- Opdracht:
Schrijf alsjeblieft het volledige materiaal hieronder regel voor regel ongewijzigd over.

..............................

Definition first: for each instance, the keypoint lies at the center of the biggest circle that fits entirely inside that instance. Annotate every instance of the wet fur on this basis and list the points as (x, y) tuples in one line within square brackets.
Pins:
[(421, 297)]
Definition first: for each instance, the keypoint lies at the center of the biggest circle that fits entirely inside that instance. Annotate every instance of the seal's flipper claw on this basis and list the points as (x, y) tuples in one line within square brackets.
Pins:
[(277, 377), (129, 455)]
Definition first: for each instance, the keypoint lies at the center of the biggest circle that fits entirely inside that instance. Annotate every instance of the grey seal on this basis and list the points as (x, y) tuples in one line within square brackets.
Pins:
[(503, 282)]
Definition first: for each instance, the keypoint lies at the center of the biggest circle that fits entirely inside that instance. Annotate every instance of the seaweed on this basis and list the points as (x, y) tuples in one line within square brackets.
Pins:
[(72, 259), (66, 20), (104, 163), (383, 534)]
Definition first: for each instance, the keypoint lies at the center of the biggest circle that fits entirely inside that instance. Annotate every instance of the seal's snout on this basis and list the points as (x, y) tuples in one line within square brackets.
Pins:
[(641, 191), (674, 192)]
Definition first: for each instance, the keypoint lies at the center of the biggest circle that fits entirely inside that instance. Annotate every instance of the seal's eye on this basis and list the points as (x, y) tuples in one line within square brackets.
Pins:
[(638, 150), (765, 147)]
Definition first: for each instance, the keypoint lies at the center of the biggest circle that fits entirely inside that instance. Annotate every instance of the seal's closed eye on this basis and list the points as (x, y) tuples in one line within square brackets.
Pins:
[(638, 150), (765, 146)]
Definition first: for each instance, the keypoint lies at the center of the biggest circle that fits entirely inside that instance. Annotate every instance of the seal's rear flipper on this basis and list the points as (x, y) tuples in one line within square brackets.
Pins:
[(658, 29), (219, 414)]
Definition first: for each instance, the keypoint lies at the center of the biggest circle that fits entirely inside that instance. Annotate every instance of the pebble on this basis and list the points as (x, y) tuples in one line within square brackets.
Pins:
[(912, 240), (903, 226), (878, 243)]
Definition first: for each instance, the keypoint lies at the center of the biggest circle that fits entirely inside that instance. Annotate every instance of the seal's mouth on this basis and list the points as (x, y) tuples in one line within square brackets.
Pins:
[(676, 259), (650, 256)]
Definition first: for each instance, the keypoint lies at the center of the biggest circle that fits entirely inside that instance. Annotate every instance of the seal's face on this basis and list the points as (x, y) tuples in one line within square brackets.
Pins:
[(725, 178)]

..............................

- Oplossing:
Definition first: for each instance, the keypoint lies at the center of the biggest circle that fits entirely inside that instance. Annotate every instance of the wet fur on this basis and list the points as (x, y) tuples in one line within square brackets.
Pins:
[(421, 297)]
Definition first: for each instance, the keypoint lies at the center of the biggest circle that fits entirely inside that instance. Annotate every instance of the seal's flipper claw on this basis and list the points as (x, y) tuples in one line within square brackets.
Pins:
[(277, 377), (129, 455)]
Definition first: for each instance, the keypoint lies at the center of the biggest circle that fits entirely inside that instance. Annotate every instance of the grey seal on this basis and list the points as (x, y) tuples in one line within square brackets.
Pins:
[(503, 282)]
Definition first: for each instance, the keypoint lies at the center of the biggest circle that fits entirely inside that instance. Annotate every instance of the seaweed on this basis and list the points as (x, y) tuples in one line within square brackets.
Pins:
[(72, 259), (66, 20), (104, 163), (383, 534)]
Definition first: for each instance, the keypoint lies at the center of the biggest circle that fits entirely inside that instance. Annotate every instance of the seal's snout on this basis and list the points as (x, y) tuples in one line within square brackets.
Pins:
[(641, 191), (674, 192)]
Definition first: for each instance, the keypoint lies at the center of the biggest circle that fits entirely inside that instance. Annotate every instance of the seal's eye on this basis and list the points as (x, y) tuples in one line within square brackets.
Pins:
[(638, 150), (765, 147)]
Definition first: for each instance, the keypoint lies at the center of the biggest circle that fits entirely inside that instance. Annotate every instance of the seal's closed eye on this basis and list the points as (x, y) tuples in one line within square brackets.
Pins:
[(638, 150), (765, 146)]
Definition first: for each instance, the keypoint lies at the center of the biggest circle that fits entirely inside that instance. Annotate every instance of the seal's rear flipper on this basis and list the points as (x, y) tuples in one line within square brackets.
Pins:
[(658, 29), (219, 414)]
Definition first: for each instance, the keypoint lies at the center of the biggest circle that fits entirely inside that instance. Annotate every instance of the pebble on this basis and list the points as (x, y) tuples in one line within square brackets.
Pins:
[(912, 240), (903, 226), (878, 243)]
Definition first: for each instance, the keypoint lies at the center of the biggest circle that fits entirely inside that instance. Annotate every instance of the seal's mouth on this basis and list the points as (x, y) tuples in one line within square brackets.
Pins:
[(676, 259), (650, 256)]
Definition first: for each instance, the keypoint lies at the center of the biggest circle that fits entirely inside that instance. Annotate every instance of the seal's face on this basis and list the points as (x, y) tuples in one line within square brackets.
Pins:
[(725, 178)]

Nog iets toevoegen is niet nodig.